Texte fourni ▸

»»

Le bilan des morts ne cesse de grimper dans cette ville de l'est de la Libye, au bord de la mer Méditerranée, frappée dimanche par la tempête Daniel, où des corps enveloppés dans des couvertures jonchent les rues ou sont entassés dans des pick-ups en route vers les cimetières.
Au moins 30'000 personnes qui vivaient dans cette cité de 100'000 habitants ont été déplacées, a indiqué l'Organisation internationale pour les migrations (OIM), et les incertitudes demeurent sur le nombre exact de victimes de la catastrophe vu l'important nombre de disparus.
La mer rend le corps des victimes
Des corps ont commencé dès mardi à être rejetés par la mer qui a viré de couleur en devenant marron comme la boue.
Outre Derna, 3000 personnes ont été déplacées à al-Bayda et plus de 2000 à Benghazi, d'autres villes situées plus à l'ouest.
Selon le porte-parole du ministère de l'Intérieur du gouvernement en place dans l'est du pays, le lieutenant Tarek al-Kharraz, plus de 3800 personnes ont péri dans les inondations. Au moins 400 étrangers, essentiellement des Soudanais et des Egyptiens, figurent parmi les victimes.
Au moins 250 corps ont été retrouvés mercredi, alors que plus de 2400 personnes sont toujours portées disparues, d'après lui.
Bilan très incertain dans un pays divisé
En Libye, plongée dans le chaos depuis la mort du dictateur Mouammar Kadhafi en 2011, deux autorités se disputent le pouvoir, l'une dans l'est et l'autre dans l'ouest.
Oussama Ali, porte-parole du "Service de secours et d'urgence" libyen relevant du gouvernement internationalement reconnu de Tripoli (ouest), a fait état mardi d'un bilan de "plus de 2300 morts" et environ 7000 blessés à Derna, ainsi que de plus de 5000 disparus.

««

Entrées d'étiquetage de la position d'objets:
»»

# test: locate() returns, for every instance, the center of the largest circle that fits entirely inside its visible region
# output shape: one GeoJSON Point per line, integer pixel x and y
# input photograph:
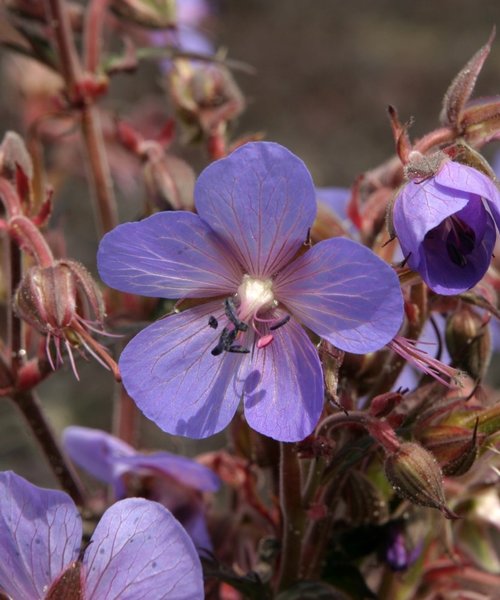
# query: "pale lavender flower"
{"type": "Point", "coordinates": [445, 225]}
{"type": "Point", "coordinates": [175, 481]}
{"type": "Point", "coordinates": [245, 252]}
{"type": "Point", "coordinates": [138, 550]}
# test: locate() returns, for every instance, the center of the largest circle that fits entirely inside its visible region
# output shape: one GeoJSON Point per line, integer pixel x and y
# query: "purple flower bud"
{"type": "Point", "coordinates": [445, 225]}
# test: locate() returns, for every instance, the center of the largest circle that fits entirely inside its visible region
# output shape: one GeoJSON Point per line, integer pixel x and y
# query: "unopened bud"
{"type": "Point", "coordinates": [14, 155]}
{"type": "Point", "coordinates": [469, 342]}
{"type": "Point", "coordinates": [46, 298]}
{"type": "Point", "coordinates": [158, 15]}
{"type": "Point", "coordinates": [455, 448]}
{"type": "Point", "coordinates": [415, 475]}
{"type": "Point", "coordinates": [170, 182]}
{"type": "Point", "coordinates": [205, 93]}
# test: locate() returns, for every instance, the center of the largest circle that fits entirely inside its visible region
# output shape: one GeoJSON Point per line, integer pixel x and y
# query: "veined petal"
{"type": "Point", "coordinates": [181, 468]}
{"type": "Point", "coordinates": [419, 207]}
{"type": "Point", "coordinates": [139, 551]}
{"type": "Point", "coordinates": [40, 535]}
{"type": "Point", "coordinates": [171, 254]}
{"type": "Point", "coordinates": [444, 276]}
{"type": "Point", "coordinates": [470, 181]}
{"type": "Point", "coordinates": [261, 201]}
{"type": "Point", "coordinates": [344, 293]}
{"type": "Point", "coordinates": [169, 371]}
{"type": "Point", "coordinates": [284, 386]}
{"type": "Point", "coordinates": [95, 451]}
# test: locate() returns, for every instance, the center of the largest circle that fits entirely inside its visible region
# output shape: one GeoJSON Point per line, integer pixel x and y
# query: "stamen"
{"type": "Point", "coordinates": [236, 348]}
{"type": "Point", "coordinates": [264, 341]}
{"type": "Point", "coordinates": [279, 324]}
{"type": "Point", "coordinates": [226, 343]}
{"type": "Point", "coordinates": [230, 310]}
{"type": "Point", "coordinates": [455, 255]}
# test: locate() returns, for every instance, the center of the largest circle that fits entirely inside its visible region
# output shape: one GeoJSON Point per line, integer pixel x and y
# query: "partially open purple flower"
{"type": "Point", "coordinates": [138, 550]}
{"type": "Point", "coordinates": [175, 481]}
{"type": "Point", "coordinates": [245, 250]}
{"type": "Point", "coordinates": [446, 226]}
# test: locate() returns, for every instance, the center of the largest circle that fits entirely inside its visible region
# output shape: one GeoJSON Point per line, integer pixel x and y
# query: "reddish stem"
{"type": "Point", "coordinates": [30, 407]}
{"type": "Point", "coordinates": [23, 228]}
{"type": "Point", "coordinates": [92, 34]}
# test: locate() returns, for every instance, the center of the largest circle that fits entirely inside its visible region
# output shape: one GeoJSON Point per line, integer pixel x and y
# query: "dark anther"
{"type": "Point", "coordinates": [455, 255]}
{"type": "Point", "coordinates": [230, 310]}
{"type": "Point", "coordinates": [236, 348]}
{"type": "Point", "coordinates": [279, 324]}
{"type": "Point", "coordinates": [226, 343]}
{"type": "Point", "coordinates": [405, 260]}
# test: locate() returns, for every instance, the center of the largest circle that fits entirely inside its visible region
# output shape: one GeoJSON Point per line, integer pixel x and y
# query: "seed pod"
{"type": "Point", "coordinates": [455, 448]}
{"type": "Point", "coordinates": [415, 475]}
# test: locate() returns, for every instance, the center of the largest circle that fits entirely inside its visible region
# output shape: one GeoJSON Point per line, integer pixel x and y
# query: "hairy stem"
{"type": "Point", "coordinates": [30, 407]}
{"type": "Point", "coordinates": [293, 516]}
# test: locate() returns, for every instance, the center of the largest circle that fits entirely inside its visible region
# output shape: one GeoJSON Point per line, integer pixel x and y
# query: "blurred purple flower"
{"type": "Point", "coordinates": [189, 372]}
{"type": "Point", "coordinates": [397, 552]}
{"type": "Point", "coordinates": [446, 226]}
{"type": "Point", "coordinates": [175, 481]}
{"type": "Point", "coordinates": [138, 550]}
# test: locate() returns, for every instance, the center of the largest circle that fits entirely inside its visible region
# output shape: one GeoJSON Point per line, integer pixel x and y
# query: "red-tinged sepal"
{"type": "Point", "coordinates": [415, 475]}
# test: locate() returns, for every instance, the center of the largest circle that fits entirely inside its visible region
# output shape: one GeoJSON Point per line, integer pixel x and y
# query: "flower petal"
{"type": "Point", "coordinates": [283, 388]}
{"type": "Point", "coordinates": [168, 255]}
{"type": "Point", "coordinates": [169, 371]}
{"type": "Point", "coordinates": [419, 207]}
{"type": "Point", "coordinates": [261, 201]}
{"type": "Point", "coordinates": [40, 535]}
{"type": "Point", "coordinates": [444, 276]}
{"type": "Point", "coordinates": [470, 181]}
{"type": "Point", "coordinates": [181, 468]}
{"type": "Point", "coordinates": [344, 293]}
{"type": "Point", "coordinates": [140, 551]}
{"type": "Point", "coordinates": [95, 451]}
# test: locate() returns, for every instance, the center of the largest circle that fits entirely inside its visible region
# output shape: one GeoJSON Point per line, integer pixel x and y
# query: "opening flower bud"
{"type": "Point", "coordinates": [415, 475]}
{"type": "Point", "coordinates": [455, 448]}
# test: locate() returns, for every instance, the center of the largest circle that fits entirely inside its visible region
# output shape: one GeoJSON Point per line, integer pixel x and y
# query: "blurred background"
{"type": "Point", "coordinates": [324, 74]}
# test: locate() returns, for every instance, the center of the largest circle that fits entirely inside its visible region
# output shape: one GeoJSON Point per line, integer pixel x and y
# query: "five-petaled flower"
{"type": "Point", "coordinates": [445, 225]}
{"type": "Point", "coordinates": [244, 252]}
{"type": "Point", "coordinates": [138, 549]}
{"type": "Point", "coordinates": [175, 481]}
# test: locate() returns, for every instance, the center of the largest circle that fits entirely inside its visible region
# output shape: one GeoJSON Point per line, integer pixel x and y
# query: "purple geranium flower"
{"type": "Point", "coordinates": [446, 226]}
{"type": "Point", "coordinates": [175, 481]}
{"type": "Point", "coordinates": [138, 550]}
{"type": "Point", "coordinates": [245, 250]}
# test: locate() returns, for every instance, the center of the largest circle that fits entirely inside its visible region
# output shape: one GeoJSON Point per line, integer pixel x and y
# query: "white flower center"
{"type": "Point", "coordinates": [255, 295]}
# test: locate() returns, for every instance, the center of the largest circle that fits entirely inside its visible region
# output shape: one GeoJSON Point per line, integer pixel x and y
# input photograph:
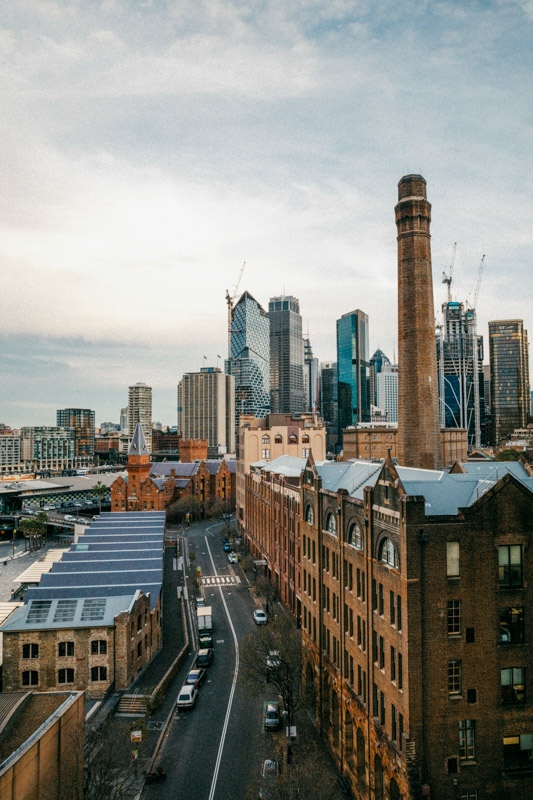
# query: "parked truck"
{"type": "Point", "coordinates": [205, 620]}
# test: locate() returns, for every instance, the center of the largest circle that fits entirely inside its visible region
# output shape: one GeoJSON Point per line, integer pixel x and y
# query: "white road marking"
{"type": "Point", "coordinates": [232, 692]}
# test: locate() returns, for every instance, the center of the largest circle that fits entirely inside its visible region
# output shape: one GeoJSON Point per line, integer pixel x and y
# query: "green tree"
{"type": "Point", "coordinates": [100, 490]}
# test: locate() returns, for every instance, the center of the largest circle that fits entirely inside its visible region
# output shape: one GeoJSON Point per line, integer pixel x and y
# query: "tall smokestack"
{"type": "Point", "coordinates": [418, 401]}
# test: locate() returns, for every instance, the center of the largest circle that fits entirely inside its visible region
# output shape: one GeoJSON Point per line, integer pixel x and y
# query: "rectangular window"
{"type": "Point", "coordinates": [512, 625]}
{"type": "Point", "coordinates": [452, 559]}
{"type": "Point", "coordinates": [399, 612]}
{"type": "Point", "coordinates": [513, 683]}
{"type": "Point", "coordinates": [518, 751]}
{"type": "Point", "coordinates": [454, 617]}
{"type": "Point", "coordinates": [467, 739]}
{"type": "Point", "coordinates": [454, 678]}
{"type": "Point", "coordinates": [510, 565]}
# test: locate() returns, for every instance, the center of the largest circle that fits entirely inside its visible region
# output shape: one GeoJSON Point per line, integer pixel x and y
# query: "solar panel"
{"type": "Point", "coordinates": [93, 609]}
{"type": "Point", "coordinates": [39, 611]}
{"type": "Point", "coordinates": [65, 610]}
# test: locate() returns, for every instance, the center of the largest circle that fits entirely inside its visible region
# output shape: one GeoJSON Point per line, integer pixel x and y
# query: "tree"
{"type": "Point", "coordinates": [273, 655]}
{"type": "Point", "coordinates": [100, 490]}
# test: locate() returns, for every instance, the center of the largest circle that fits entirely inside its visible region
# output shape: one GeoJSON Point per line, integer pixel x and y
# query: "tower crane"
{"type": "Point", "coordinates": [230, 298]}
{"type": "Point", "coordinates": [447, 278]}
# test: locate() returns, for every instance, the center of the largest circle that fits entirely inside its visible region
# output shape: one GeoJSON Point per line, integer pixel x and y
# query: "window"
{"type": "Point", "coordinates": [30, 677]}
{"type": "Point", "coordinates": [98, 673]}
{"type": "Point", "coordinates": [510, 565]}
{"type": "Point", "coordinates": [454, 678]}
{"type": "Point", "coordinates": [331, 523]}
{"type": "Point", "coordinates": [454, 617]}
{"type": "Point", "coordinates": [65, 676]}
{"type": "Point", "coordinates": [355, 536]}
{"type": "Point", "coordinates": [452, 559]}
{"type": "Point", "coordinates": [511, 625]}
{"type": "Point", "coordinates": [387, 553]}
{"type": "Point", "coordinates": [513, 683]}
{"type": "Point", "coordinates": [65, 649]}
{"type": "Point", "coordinates": [518, 751]}
{"type": "Point", "coordinates": [467, 739]}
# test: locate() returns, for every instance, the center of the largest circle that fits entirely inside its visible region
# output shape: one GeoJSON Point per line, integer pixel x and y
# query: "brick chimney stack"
{"type": "Point", "coordinates": [418, 402]}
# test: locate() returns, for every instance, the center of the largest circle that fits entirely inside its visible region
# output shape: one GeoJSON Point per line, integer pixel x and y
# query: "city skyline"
{"type": "Point", "coordinates": [124, 141]}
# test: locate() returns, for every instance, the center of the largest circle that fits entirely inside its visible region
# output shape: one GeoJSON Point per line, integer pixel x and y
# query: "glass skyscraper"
{"type": "Point", "coordinates": [353, 369]}
{"type": "Point", "coordinates": [287, 392]}
{"type": "Point", "coordinates": [250, 357]}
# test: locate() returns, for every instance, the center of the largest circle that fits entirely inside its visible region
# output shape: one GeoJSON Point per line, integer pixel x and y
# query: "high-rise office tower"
{"type": "Point", "coordinates": [140, 410]}
{"type": "Point", "coordinates": [460, 369]}
{"type": "Point", "coordinates": [353, 370]}
{"type": "Point", "coordinates": [249, 362]}
{"type": "Point", "coordinates": [206, 409]}
{"type": "Point", "coordinates": [286, 356]}
{"type": "Point", "coordinates": [311, 377]}
{"type": "Point", "coordinates": [418, 401]}
{"type": "Point", "coordinates": [329, 403]}
{"type": "Point", "coordinates": [509, 377]}
{"type": "Point", "coordinates": [378, 362]}
{"type": "Point", "coordinates": [82, 421]}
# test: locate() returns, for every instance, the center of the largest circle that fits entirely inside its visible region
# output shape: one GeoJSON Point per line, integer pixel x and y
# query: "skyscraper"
{"type": "Point", "coordinates": [509, 377]}
{"type": "Point", "coordinates": [140, 410]}
{"type": "Point", "coordinates": [206, 409]}
{"type": "Point", "coordinates": [286, 356]}
{"type": "Point", "coordinates": [250, 357]}
{"type": "Point", "coordinates": [353, 370]}
{"type": "Point", "coordinates": [460, 368]}
{"type": "Point", "coordinates": [82, 421]}
{"type": "Point", "coordinates": [418, 401]}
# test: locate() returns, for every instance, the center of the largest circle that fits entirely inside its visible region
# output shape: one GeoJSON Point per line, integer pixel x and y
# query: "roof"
{"type": "Point", "coordinates": [119, 555]}
{"type": "Point", "coordinates": [138, 446]}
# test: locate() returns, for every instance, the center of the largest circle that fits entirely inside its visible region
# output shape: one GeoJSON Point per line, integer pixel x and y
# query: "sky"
{"type": "Point", "coordinates": [149, 148]}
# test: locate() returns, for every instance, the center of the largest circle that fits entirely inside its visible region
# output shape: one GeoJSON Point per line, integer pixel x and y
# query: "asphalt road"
{"type": "Point", "coordinates": [214, 751]}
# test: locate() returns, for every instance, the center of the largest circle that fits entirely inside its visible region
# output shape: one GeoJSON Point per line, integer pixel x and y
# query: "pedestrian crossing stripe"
{"type": "Point", "coordinates": [220, 580]}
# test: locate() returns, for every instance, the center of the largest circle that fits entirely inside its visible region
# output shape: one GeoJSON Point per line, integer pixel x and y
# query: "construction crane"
{"type": "Point", "coordinates": [447, 278]}
{"type": "Point", "coordinates": [230, 299]}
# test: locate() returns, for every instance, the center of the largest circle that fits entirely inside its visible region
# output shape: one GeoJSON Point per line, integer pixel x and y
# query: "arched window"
{"type": "Point", "coordinates": [331, 523]}
{"type": "Point", "coordinates": [355, 536]}
{"type": "Point", "coordinates": [387, 553]}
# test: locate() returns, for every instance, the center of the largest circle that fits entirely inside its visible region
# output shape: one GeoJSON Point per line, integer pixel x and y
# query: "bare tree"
{"type": "Point", "coordinates": [273, 655]}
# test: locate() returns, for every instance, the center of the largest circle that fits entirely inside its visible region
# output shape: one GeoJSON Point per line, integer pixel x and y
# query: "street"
{"type": "Point", "coordinates": [214, 750]}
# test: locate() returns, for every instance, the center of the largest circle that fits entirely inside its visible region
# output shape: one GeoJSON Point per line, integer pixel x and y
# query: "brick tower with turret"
{"type": "Point", "coordinates": [418, 401]}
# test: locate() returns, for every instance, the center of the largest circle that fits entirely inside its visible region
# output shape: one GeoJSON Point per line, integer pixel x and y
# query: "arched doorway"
{"type": "Point", "coordinates": [310, 690]}
{"type": "Point", "coordinates": [335, 718]}
{"type": "Point", "coordinates": [379, 789]}
{"type": "Point", "coordinates": [394, 792]}
{"type": "Point", "coordinates": [349, 748]}
{"type": "Point", "coordinates": [361, 760]}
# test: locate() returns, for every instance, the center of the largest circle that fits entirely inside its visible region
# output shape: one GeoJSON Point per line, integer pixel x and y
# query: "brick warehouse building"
{"type": "Point", "coordinates": [419, 689]}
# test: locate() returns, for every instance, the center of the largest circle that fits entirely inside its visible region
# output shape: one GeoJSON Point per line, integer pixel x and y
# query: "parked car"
{"type": "Point", "coordinates": [204, 657]}
{"type": "Point", "coordinates": [195, 677]}
{"type": "Point", "coordinates": [271, 715]}
{"type": "Point", "coordinates": [187, 696]}
{"type": "Point", "coordinates": [260, 618]}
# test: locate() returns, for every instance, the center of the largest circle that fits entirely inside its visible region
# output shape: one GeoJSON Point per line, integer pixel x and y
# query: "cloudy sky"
{"type": "Point", "coordinates": [148, 148]}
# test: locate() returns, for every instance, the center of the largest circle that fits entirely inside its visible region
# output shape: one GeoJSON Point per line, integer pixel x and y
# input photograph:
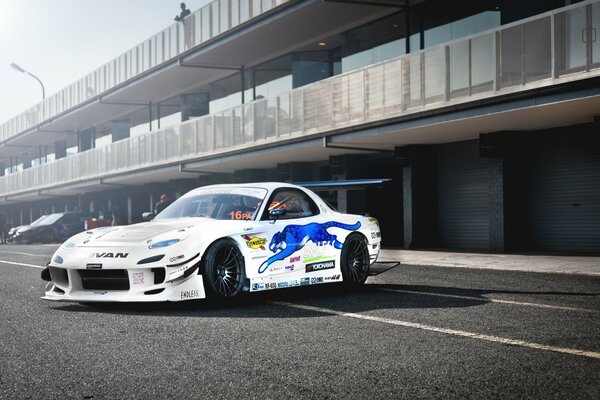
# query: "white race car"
{"type": "Point", "coordinates": [217, 241]}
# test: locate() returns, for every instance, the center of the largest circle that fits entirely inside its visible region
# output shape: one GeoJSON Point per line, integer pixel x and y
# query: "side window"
{"type": "Point", "coordinates": [294, 203]}
{"type": "Point", "coordinates": [67, 219]}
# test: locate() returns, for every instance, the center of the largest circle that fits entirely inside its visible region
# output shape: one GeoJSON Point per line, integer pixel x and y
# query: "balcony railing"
{"type": "Point", "coordinates": [550, 49]}
{"type": "Point", "coordinates": [204, 24]}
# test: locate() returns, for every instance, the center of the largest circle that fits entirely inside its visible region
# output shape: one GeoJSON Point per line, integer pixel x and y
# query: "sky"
{"type": "Point", "coordinates": [60, 41]}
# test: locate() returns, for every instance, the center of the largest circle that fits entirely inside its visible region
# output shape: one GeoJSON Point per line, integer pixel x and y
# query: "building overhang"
{"type": "Point", "coordinates": [295, 25]}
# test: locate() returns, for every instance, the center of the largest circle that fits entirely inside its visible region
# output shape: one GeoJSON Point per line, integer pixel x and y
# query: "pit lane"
{"type": "Point", "coordinates": [316, 342]}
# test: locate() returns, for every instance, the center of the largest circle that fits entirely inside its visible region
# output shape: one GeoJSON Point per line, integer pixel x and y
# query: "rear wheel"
{"type": "Point", "coordinates": [355, 260]}
{"type": "Point", "coordinates": [224, 270]}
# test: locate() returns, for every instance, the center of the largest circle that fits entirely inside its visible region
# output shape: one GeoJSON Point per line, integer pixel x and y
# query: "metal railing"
{"type": "Point", "coordinates": [549, 49]}
{"type": "Point", "coordinates": [204, 24]}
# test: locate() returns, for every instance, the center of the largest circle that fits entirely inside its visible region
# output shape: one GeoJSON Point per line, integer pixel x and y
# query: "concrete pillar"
{"type": "Point", "coordinates": [120, 130]}
{"type": "Point", "coordinates": [194, 105]}
{"type": "Point", "coordinates": [60, 149]}
{"type": "Point", "coordinates": [26, 160]}
{"type": "Point", "coordinates": [419, 187]}
{"type": "Point", "coordinates": [86, 139]}
{"type": "Point", "coordinates": [294, 172]}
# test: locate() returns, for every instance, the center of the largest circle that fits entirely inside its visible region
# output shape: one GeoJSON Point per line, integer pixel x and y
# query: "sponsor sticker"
{"type": "Point", "coordinates": [320, 266]}
{"type": "Point", "coordinates": [179, 257]}
{"type": "Point", "coordinates": [255, 242]}
{"type": "Point", "coordinates": [138, 278]}
{"type": "Point", "coordinates": [190, 294]}
{"type": "Point", "coordinates": [109, 255]}
{"type": "Point", "coordinates": [278, 268]}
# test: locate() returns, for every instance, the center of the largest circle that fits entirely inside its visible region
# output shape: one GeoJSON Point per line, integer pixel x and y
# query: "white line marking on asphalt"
{"type": "Point", "coordinates": [454, 332]}
{"type": "Point", "coordinates": [21, 264]}
{"type": "Point", "coordinates": [25, 254]}
{"type": "Point", "coordinates": [488, 300]}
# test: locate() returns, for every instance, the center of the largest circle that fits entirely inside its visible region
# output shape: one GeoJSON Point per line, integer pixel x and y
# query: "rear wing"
{"type": "Point", "coordinates": [352, 184]}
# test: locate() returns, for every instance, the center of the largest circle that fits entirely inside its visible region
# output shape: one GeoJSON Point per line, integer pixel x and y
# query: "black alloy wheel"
{"type": "Point", "coordinates": [355, 260]}
{"type": "Point", "coordinates": [224, 270]}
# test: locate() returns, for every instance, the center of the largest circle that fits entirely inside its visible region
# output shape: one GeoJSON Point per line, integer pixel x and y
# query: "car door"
{"type": "Point", "coordinates": [288, 223]}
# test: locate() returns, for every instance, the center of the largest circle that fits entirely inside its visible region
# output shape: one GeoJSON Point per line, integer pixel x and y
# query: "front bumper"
{"type": "Point", "coordinates": [120, 285]}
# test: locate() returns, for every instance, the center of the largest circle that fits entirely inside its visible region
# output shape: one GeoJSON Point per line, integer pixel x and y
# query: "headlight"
{"type": "Point", "coordinates": [164, 243]}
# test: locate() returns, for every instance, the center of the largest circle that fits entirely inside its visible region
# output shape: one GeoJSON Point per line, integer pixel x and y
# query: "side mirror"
{"type": "Point", "coordinates": [148, 216]}
{"type": "Point", "coordinates": [277, 213]}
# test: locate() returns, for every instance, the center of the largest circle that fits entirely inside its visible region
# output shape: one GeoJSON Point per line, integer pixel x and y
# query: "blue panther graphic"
{"type": "Point", "coordinates": [293, 238]}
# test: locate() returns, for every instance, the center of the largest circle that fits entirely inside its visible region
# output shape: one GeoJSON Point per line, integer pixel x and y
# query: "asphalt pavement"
{"type": "Point", "coordinates": [412, 331]}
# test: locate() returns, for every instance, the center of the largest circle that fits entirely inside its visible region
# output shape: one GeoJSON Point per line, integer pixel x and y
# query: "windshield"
{"type": "Point", "coordinates": [39, 220]}
{"type": "Point", "coordinates": [50, 219]}
{"type": "Point", "coordinates": [218, 203]}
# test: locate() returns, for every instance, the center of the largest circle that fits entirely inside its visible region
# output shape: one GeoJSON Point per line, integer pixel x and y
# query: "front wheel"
{"type": "Point", "coordinates": [224, 270]}
{"type": "Point", "coordinates": [355, 260]}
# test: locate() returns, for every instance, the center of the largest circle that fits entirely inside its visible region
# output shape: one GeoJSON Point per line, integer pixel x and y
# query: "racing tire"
{"type": "Point", "coordinates": [48, 237]}
{"type": "Point", "coordinates": [224, 270]}
{"type": "Point", "coordinates": [355, 260]}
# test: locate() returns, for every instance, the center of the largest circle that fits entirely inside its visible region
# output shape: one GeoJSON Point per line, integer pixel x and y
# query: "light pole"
{"type": "Point", "coordinates": [17, 68]}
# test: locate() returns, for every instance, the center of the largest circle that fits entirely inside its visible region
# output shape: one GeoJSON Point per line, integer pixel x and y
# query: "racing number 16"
{"type": "Point", "coordinates": [240, 215]}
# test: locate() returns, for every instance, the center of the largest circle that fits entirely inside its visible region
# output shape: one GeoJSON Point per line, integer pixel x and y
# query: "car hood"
{"type": "Point", "coordinates": [140, 233]}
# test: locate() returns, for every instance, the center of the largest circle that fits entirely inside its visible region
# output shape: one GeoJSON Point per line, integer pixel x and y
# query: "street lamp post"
{"type": "Point", "coordinates": [17, 68]}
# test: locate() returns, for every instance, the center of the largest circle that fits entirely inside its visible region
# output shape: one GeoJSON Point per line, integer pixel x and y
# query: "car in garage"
{"type": "Point", "coordinates": [51, 228]}
{"type": "Point", "coordinates": [217, 241]}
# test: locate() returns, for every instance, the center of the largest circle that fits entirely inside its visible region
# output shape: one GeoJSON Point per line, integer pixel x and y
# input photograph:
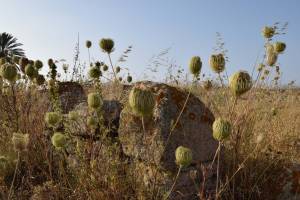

««

Consignes ▸
1. D'après l'article sur la tempête Daniel, combien de personnes ont été déplacées à al-Bayda ?
2. Extrayez toutes les lignes ci-dessus qui contiennent la chaîne « stem », en respectant la casse.

Réponses fournies ▸
1. 3000 personnes.

2.
# query: "reddish stem"
# query: "hairy stem"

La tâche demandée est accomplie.